## Work instructions
An acceptable response holds only the line containing "If you could pin the gray jeans" and every line after it to the end of the records, each reproduced exactly.

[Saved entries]
[Start of Attachment]

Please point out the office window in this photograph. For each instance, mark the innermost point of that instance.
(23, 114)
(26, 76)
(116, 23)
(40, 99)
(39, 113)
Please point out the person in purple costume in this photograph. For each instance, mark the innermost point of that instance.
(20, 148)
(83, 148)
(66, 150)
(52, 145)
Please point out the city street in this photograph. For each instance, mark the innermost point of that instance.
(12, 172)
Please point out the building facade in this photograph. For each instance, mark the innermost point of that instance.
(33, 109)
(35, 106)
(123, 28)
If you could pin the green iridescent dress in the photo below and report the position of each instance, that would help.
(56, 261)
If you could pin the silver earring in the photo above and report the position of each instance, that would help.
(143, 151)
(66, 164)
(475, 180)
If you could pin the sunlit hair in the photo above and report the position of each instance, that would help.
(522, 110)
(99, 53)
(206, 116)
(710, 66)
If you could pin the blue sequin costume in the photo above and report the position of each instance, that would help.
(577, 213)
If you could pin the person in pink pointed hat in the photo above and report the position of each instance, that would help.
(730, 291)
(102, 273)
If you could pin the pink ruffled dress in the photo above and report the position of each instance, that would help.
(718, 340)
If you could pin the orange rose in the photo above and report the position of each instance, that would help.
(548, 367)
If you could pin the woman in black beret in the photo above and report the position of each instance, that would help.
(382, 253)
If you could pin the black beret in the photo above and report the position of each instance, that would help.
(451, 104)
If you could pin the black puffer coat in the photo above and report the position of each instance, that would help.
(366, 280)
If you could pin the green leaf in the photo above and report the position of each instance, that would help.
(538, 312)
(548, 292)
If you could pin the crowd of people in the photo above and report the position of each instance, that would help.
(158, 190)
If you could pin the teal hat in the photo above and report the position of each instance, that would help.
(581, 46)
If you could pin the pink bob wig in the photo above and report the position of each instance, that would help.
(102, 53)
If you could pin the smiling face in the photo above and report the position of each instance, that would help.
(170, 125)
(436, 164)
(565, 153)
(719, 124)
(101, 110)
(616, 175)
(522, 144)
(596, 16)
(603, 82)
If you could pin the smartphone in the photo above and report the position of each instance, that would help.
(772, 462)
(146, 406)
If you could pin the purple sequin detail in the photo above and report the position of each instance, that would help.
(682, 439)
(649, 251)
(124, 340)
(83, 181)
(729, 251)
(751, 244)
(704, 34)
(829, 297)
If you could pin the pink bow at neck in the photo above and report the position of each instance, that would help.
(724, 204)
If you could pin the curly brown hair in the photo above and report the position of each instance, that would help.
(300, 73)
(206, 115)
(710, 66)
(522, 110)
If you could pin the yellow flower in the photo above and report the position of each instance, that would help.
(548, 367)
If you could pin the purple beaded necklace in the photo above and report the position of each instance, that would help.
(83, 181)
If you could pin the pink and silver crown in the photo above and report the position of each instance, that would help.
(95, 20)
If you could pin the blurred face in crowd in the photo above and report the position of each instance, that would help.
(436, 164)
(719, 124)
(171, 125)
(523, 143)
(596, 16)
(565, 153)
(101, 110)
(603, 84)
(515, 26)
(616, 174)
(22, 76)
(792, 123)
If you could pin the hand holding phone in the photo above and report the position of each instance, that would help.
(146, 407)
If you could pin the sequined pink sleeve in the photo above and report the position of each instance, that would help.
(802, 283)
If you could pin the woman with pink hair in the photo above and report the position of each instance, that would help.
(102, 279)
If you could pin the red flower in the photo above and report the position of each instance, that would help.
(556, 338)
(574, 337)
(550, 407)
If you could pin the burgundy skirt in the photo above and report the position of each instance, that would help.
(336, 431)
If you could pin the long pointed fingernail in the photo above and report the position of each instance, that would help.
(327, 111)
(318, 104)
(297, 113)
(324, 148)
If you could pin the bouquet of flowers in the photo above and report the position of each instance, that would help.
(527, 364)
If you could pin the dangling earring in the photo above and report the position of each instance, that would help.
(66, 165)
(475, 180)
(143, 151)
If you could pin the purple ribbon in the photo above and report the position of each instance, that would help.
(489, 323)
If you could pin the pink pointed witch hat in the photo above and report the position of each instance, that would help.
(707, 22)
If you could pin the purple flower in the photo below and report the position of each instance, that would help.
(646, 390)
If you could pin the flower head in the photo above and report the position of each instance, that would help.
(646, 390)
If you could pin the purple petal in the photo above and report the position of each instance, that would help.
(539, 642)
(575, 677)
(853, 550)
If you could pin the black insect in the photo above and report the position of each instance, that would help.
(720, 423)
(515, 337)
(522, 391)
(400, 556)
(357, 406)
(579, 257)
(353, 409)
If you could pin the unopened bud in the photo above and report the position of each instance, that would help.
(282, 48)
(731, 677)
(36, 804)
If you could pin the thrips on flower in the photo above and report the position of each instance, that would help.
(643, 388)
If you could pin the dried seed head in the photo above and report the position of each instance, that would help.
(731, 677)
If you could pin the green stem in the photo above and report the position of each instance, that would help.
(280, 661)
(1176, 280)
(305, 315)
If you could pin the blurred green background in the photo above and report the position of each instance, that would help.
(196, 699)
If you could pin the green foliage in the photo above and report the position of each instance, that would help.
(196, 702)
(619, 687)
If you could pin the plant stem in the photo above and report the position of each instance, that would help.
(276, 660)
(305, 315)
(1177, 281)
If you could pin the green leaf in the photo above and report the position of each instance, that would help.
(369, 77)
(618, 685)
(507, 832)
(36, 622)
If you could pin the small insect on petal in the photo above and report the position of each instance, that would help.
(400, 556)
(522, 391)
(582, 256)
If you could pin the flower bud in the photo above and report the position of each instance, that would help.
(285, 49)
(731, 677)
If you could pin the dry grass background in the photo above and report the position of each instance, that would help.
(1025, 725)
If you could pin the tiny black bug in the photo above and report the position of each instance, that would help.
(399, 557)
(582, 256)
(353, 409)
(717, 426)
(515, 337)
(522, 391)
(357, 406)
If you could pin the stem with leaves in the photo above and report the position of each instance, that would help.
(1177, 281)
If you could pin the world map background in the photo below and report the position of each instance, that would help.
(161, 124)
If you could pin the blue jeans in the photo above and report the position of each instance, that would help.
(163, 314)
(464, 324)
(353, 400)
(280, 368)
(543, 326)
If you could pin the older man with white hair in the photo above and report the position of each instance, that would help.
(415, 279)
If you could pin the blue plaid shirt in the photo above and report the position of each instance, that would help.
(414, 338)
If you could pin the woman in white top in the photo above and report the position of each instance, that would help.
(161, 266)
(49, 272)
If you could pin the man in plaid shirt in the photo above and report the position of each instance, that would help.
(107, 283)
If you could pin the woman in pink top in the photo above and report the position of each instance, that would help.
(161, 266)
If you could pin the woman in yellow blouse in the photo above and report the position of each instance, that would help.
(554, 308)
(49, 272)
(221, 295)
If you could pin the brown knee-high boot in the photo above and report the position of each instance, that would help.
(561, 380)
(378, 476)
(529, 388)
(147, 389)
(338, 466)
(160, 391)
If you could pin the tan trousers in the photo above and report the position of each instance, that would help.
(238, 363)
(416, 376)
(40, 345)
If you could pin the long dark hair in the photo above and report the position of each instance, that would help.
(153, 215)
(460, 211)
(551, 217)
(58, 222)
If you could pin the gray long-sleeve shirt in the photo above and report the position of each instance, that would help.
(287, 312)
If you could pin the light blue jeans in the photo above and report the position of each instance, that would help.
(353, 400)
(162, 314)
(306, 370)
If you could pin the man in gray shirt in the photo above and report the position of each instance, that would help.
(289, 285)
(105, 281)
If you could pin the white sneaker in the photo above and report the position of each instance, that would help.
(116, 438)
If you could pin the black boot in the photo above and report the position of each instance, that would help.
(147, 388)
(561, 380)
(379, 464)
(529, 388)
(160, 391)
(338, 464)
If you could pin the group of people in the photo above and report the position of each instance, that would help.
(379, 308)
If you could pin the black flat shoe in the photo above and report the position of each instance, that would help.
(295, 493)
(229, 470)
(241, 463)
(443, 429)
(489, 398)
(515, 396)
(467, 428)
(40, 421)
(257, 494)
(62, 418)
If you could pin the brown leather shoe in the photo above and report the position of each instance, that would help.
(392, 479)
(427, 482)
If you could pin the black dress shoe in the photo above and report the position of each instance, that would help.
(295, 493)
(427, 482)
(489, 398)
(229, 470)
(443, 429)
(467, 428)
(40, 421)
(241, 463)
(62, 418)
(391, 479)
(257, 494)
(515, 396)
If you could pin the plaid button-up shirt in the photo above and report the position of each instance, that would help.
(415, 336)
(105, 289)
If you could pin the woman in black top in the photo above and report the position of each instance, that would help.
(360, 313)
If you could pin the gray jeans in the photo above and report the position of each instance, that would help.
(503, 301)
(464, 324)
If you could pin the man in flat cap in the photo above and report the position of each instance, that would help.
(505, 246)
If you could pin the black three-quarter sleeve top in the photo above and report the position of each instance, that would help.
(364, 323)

[End of Attachment]

## Answer box
If you could pin the gray jeans in the photo above and report the position of each instance, that would help.
(503, 301)
(464, 324)
If you could pin the man in flat cap in the photo above and report the position of each instance, that would help.
(505, 246)
If you could pin the black three-quarter sleeve top in the photo above and report the position of each instance, that would help.
(364, 323)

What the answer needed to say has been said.